=== FRAGMENTO DEL DOCUMENTO ===
◇ ◇ ◇ ◇ ◇

Es la “poiesis” la que posibilita la “insensatez de la esperanza”. La causa que genera el proceso creativo tiene proyección en un futuro que es muy reacio a aceptar imposiciones. La sabiduría del maestro Steiner defiende las artes. Afirma que son más importantes para la humanidad que la más elevada de las ciencias. “Somos un animal cuyo aliento vital es el sueño narrado, pintado, esculpido y cantado. No hay, ni pueblo que exista, comunidad alguna en la tierra, por rudimentarios que sean sus medios materiales, que carezca de música, de algún tipo de artes gráficas, o de esas narraciones de la rememoración imaginaria que llamamos mito y poesía. La verdad se encuentra del lado de la ecuación y el axioma, pero se trata de una verdad menor”. El filósofo es dueño de la palabra; crea una estructura para abordarla, la rodea, la trata, penetra en ella y la da por zanjada una vez que la define; María Zambrano en Filosofía y Poesía (Fondo de Cultura Económica, 1987) nos recordaba que mientras los filósofos dominan la palabra y de algún modo la abandonan para pasar a otro concepto, los poetas son esclavos de ella y a ella vuelven una y otra vez.

◇ ◇ ◇ ◇ ◇

Registros del conjunto de datos
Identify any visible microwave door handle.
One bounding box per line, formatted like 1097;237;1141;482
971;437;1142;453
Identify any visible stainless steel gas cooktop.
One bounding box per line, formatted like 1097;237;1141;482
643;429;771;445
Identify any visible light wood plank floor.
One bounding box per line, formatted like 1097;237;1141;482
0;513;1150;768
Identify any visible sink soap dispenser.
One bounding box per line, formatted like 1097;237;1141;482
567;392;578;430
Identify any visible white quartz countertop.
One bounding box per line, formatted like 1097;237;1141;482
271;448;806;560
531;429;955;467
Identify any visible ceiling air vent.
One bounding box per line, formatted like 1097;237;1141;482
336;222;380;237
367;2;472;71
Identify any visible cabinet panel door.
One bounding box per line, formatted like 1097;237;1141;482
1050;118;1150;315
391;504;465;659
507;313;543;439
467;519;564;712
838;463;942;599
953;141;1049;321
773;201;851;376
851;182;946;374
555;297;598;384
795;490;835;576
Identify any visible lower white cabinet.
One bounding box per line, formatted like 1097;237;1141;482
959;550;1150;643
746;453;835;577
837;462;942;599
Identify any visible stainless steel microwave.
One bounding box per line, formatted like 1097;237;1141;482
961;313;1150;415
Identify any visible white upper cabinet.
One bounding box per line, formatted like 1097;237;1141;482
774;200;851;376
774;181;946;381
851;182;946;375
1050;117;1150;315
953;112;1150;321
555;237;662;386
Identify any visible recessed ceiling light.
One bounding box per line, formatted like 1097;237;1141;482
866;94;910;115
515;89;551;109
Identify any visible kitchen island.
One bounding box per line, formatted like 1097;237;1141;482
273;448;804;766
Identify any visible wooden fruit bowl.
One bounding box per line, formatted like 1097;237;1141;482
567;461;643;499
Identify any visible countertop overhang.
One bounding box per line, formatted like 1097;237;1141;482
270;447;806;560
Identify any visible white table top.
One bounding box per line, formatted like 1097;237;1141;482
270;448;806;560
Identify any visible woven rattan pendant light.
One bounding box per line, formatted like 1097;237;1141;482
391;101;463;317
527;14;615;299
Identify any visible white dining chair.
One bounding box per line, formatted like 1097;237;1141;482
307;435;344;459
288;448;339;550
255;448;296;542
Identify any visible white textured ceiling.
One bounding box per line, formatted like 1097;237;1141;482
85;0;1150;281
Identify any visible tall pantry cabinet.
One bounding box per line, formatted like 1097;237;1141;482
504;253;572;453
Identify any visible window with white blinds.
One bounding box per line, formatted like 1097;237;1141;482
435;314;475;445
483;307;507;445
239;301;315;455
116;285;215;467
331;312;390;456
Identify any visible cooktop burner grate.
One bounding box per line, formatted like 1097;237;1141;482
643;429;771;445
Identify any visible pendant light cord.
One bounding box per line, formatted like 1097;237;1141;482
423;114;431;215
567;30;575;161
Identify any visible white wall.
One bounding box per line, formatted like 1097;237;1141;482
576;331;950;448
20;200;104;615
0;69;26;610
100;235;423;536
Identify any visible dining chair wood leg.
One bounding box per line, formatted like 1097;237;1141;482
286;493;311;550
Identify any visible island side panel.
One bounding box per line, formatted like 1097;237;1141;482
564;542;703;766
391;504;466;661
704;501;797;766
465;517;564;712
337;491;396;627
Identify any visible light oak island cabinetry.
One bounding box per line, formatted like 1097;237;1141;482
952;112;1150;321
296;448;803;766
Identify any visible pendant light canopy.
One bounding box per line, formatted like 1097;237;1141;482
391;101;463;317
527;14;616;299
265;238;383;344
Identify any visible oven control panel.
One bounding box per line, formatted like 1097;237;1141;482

◇ ◇ ◇ ◇ ◇

=== TAREA REQUERIDA ===
Según el fragmento del documento, ¿qué afirma Steiner sobre la importancia de las artes frente a las ciencias?

=== RESULTADO DE LA TAREA ===
Afirma que las artes son más importantes para la humanidad que la más elevada de las ciencias.